[[ TASK MATERIAL, beginning ]]

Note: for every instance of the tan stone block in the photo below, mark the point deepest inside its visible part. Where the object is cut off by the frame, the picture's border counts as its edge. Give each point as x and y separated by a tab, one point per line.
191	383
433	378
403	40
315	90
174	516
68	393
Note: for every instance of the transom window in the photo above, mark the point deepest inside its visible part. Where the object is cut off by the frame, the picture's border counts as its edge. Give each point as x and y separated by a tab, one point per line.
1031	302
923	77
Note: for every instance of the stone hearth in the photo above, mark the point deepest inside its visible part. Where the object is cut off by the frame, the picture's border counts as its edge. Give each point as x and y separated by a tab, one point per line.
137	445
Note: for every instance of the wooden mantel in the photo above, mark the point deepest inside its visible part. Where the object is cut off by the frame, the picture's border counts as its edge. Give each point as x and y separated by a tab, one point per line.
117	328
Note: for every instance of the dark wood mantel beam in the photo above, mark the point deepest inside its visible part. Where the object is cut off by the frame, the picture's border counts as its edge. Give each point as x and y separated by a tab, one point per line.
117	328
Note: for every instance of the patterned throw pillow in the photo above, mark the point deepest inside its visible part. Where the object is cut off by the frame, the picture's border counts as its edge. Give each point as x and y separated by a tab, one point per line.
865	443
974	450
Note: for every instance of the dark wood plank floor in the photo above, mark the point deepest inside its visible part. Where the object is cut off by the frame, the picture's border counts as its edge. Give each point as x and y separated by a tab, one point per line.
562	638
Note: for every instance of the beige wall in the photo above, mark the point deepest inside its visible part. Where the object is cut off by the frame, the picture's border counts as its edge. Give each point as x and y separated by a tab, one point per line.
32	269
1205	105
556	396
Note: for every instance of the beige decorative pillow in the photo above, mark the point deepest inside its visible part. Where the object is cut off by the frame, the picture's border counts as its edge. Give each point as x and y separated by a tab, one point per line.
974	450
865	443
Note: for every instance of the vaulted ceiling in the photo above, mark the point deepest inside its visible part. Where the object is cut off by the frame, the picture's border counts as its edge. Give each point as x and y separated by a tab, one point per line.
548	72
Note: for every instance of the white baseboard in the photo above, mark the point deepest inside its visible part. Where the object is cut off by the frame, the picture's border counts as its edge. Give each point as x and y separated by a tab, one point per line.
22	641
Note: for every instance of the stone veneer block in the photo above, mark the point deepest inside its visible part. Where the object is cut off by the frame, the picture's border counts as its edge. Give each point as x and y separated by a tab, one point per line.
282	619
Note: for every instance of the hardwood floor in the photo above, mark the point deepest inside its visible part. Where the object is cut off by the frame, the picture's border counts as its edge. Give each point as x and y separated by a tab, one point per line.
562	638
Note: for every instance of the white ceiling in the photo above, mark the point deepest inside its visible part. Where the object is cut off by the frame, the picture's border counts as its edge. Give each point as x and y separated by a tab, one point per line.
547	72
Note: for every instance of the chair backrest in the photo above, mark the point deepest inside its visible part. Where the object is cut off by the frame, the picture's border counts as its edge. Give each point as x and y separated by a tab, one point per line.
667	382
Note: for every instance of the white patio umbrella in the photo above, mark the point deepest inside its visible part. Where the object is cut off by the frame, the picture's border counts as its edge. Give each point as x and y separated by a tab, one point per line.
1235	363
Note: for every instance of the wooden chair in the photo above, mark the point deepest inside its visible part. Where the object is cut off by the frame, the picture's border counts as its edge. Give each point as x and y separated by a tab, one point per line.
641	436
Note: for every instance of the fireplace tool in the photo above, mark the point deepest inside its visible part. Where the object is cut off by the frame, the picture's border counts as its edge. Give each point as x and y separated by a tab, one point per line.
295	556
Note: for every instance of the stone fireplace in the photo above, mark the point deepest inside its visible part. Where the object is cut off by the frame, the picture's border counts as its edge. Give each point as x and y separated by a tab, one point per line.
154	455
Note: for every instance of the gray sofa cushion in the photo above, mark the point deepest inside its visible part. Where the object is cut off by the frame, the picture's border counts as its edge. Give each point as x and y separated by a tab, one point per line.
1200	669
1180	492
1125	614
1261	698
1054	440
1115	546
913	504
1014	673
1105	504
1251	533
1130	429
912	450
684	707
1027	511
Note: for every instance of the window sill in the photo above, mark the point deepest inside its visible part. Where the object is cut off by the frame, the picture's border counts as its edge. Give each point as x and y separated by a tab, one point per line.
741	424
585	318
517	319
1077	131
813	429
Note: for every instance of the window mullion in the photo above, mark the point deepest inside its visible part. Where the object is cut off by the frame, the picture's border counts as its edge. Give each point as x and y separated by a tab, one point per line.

[[ TASK MATERIAL, end ]]

## REQUIRED ACTION
Each entry shown above must be retyped word for word.

## EXERCISE OUTPUT
Note: for every instance of the tan stone block in the photo below, mark the point deepest inside its visible part. Where the object is cut off by the frame, the picture's border counts as its edge. Give each point as x and y separated by a tab, one point per line.
191	383
433	378
403	40
315	90
174	516
68	393
Note: for every instance of the transom window in the photo above, mark the point deepest inside its visible part. Where the object is cut off by the frame, the picture's border counts as its edge. Give each point as x and y separated by a tab, one point per line.
1031	302
923	77
Note: for every instance of the stone hearth in the photo above, mark the point deepest inside its visible part. Where the object is cut off by the frame, the picture's border counts as its edge. Give each point as x and y separated by a tab, one point per line.
137	445
Note: for every instance of the wooden mantel in the photo above, mark the point deepest inside its visible part. Where the object is cut off by the frame, the picture's border counts as its edge. Give each point as x and y separated by a tab, one point per line.
117	328
Note: for every instance of the dark wood mantel beam in the photo above, mark the point deepest inside its visible part. Where the object is cut off by the frame, the picture's border counts as its edge. Give each point as x and y separated by a tab, one point per line.
117	328
Note: for every instance of the patterned throw pillow in the photo above, mark the point deepest inside its visible part. Where the object is cut off by the frame, the picture's border counts as its edge. Give each point as x and y separated by a tab, one point per line.
865	443
974	450
Note: for every instance of the dark wood plank floor in the photo above, mark the point deepest inside its visible part. Where the object is cut off by the frame, the picture's border counts as its edge. Give each point as x and y separated by a tab, one point per line.
562	638
Note: for every instance of the beige wall in the photo above, mark the point deepest inside its visible part. Where the object is cut off by the frame, the picture's border counts as its edge. Give each point as x and y separated by a tab, one point per line.
32	269
1205	105
556	396
Note: for every instance of the beige decorative pillow in the photo above, mark the point deepest inside its visible part. Where the object is cut off by the frame, the picture's border counts as its edge. Give each point as x and y separated by a tab, one point per line.
974	450
865	443
Note: for every instance of the vaulted ceiling in the photo above, mark the point deepest inside its visible part. Where the object is cut off by the frame, the picture's border counts as its edge. Give each point as x and y separated by a tab, one point per line.
548	72
Note: for every instance of the white baseboard in the photo above, mark the point deepest inside its visible part. Where the object is cut off by the frame, the picture's border counts as its edge. Give each point as x and y separated by a tab, one point per line.
22	641
Note: for every instance of the stone veneer block in the photo above, mark the point deepest inside its visible part. Where the object is cut off by the frame, the picture's border counts as its edge. Give each point as x and y separated by a tab, one point per line.
282	619
Note: for every instance of the hardwood floor in the photo above, mark the point deepest inside its visible part. Where the object is cut off by the frame, the picture's border counts as its edge. Give each point as x and y separated by a tab, one point per line.
562	638
Note: for every instance of the white ceiling in the photo above, mark the point deepest inside its visible part. Where the object is cut off by the frame, the picture's border counts as its edge. Give each point as x and y separated by a tab, one point per line.
547	72
Note: for every instance of the chair backrest in the photo above, mark the point deepest inside its visible part. Where the object is cut off by the frame, the picture's border counts as its edge. Give each point as x and y separated by a tab, one point per line.
667	382
Note: for every instance of the white patio umbrella in the photo above, mark the point deepest inside its visible part. Where the object is cut off by the frame, the picture's border counts as its edge. Give each point as x and y separated by a tab, one point per line.
1235	363
Note: for every instance of the wooden chair in the photo above, mark the point deepest inside its visible part. Where the object is cut off by the frame, the picture's border counts as its edge. Give each point as x and y separated by a tab, one point per line.
641	436
Note: for every instance of the fireplace tool in the photo above, mark the point deepest inside its visible part. Where the object is cut off by the frame, the picture's border counts as its edge. Give each point as x and y separated by a tab, one point per line.
295	556
Note: for every instance of the stone fireplace in the photo above, mark the point deepest inside its visible part. Where the object is cut off by the frame, the picture's border counts as its edge. Give each point as x and y separated by a tab, one point per line.
154	455
Note: for every instance of the gray sofa cushion in the photo above, mark the point deepest inside its visible part. Where the object is cut off by the frame, the picture's border counts as its edge. Give each point as x and y separated by a tab, one point per line.
1200	669
1180	492
1125	614
1261	698
1054	440
1115	546
913	504
1014	673
1105	504
1251	533
1130	429
912	450
684	707
1027	511
Note: for every instance of the window sill in the photo above, mark the point deepest inside its visible part. Where the object is cut off by the frame, the picture's border counts as its edge. Give each point as x and y separated by a tab, one point per line.
741	424
585	318
517	319
1077	131
813	429
Note: for every instance of the window mullion in the photo above, mark the point deepest inside its visible part. Where the object is cut off by the frame, the picture's border counts as its edge. Give each point as x and y separated by a tab, one point per line.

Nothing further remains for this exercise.